### Instructions for the task
Because only the count matters, report how many lines in the material hold the string "door" and nothing more.

### Stored data

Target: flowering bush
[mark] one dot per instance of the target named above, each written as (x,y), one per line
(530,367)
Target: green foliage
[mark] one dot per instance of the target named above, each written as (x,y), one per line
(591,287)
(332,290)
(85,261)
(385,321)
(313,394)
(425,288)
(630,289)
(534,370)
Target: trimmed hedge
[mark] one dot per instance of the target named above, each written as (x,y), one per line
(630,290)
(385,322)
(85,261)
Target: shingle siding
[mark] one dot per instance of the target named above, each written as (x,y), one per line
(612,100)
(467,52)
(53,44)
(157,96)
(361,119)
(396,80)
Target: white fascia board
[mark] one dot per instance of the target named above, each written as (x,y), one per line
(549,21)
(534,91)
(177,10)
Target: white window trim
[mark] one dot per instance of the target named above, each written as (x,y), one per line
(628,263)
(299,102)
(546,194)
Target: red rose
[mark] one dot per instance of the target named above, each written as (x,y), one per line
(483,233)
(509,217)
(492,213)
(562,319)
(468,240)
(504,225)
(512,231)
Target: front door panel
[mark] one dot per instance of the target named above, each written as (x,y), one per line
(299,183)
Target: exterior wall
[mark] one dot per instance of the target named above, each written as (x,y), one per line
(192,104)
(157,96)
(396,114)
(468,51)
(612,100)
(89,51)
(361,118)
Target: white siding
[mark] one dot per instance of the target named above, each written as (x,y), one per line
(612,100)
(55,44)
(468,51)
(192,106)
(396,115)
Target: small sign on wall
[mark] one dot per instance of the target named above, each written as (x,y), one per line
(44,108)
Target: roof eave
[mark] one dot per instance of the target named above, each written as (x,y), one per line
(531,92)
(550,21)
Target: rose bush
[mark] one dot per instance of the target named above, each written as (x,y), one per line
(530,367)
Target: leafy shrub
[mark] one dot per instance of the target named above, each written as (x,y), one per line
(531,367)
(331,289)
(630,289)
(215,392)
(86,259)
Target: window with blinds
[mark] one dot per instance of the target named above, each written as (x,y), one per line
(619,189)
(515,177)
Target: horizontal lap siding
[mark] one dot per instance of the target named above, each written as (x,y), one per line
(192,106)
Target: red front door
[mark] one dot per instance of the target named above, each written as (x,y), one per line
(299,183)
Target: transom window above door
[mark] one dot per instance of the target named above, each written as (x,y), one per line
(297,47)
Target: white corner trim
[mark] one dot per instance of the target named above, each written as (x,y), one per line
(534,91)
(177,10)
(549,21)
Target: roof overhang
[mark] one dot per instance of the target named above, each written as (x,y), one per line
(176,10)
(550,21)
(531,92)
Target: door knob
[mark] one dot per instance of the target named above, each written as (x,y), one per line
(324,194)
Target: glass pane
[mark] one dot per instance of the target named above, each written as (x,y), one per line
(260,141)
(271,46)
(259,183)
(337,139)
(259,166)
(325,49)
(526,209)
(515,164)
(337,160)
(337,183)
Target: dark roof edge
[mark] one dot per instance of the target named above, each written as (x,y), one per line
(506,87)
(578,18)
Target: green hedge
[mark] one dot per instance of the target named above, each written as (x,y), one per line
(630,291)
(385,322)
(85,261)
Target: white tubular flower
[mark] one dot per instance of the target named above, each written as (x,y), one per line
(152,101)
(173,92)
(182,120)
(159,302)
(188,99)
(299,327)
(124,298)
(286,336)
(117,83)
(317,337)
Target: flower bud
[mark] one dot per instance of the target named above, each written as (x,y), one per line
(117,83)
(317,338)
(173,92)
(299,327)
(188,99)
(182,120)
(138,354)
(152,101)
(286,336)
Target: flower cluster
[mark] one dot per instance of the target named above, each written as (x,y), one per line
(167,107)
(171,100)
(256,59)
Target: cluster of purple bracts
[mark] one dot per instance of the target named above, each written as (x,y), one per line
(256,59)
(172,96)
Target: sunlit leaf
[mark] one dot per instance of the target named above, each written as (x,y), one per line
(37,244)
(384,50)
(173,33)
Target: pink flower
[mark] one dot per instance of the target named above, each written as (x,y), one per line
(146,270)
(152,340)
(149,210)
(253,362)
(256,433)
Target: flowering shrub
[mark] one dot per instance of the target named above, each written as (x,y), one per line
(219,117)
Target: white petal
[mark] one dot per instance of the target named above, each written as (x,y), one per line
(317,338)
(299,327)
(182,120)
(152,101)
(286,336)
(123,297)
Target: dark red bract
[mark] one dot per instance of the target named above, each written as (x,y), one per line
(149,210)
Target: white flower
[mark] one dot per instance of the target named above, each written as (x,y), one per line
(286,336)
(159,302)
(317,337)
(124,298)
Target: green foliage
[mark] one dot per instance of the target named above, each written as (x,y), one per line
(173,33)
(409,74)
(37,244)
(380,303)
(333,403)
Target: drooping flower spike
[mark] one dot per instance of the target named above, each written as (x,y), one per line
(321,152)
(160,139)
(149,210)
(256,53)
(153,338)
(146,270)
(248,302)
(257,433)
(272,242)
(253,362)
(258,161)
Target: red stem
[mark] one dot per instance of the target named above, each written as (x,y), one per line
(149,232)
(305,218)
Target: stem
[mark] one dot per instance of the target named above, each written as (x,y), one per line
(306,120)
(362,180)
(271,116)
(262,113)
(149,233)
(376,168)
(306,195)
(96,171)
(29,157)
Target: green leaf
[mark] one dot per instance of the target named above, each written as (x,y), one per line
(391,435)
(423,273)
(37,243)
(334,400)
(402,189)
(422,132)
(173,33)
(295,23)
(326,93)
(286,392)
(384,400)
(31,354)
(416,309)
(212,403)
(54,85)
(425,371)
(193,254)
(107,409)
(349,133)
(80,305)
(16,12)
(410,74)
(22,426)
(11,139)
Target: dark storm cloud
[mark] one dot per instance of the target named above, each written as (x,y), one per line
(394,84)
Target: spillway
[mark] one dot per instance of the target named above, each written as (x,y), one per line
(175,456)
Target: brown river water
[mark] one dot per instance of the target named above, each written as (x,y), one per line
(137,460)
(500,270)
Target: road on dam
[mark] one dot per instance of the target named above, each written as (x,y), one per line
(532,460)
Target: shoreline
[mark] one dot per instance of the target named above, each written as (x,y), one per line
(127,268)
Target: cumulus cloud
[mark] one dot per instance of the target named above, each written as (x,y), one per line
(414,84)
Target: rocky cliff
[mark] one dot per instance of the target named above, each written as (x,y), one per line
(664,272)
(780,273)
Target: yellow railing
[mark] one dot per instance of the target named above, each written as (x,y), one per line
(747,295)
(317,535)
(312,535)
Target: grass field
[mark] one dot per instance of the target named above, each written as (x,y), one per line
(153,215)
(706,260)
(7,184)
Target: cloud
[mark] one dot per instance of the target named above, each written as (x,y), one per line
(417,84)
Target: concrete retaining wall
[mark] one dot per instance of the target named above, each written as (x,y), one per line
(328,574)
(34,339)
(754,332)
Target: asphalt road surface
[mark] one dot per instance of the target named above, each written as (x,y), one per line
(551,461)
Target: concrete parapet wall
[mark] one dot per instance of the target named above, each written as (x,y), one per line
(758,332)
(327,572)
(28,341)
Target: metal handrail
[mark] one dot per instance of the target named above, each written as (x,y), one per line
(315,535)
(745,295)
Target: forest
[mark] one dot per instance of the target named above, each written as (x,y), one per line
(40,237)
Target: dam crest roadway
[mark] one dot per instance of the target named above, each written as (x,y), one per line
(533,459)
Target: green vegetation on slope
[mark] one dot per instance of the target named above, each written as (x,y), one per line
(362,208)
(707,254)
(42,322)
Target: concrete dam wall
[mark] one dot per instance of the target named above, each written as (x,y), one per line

### Solved exercise
4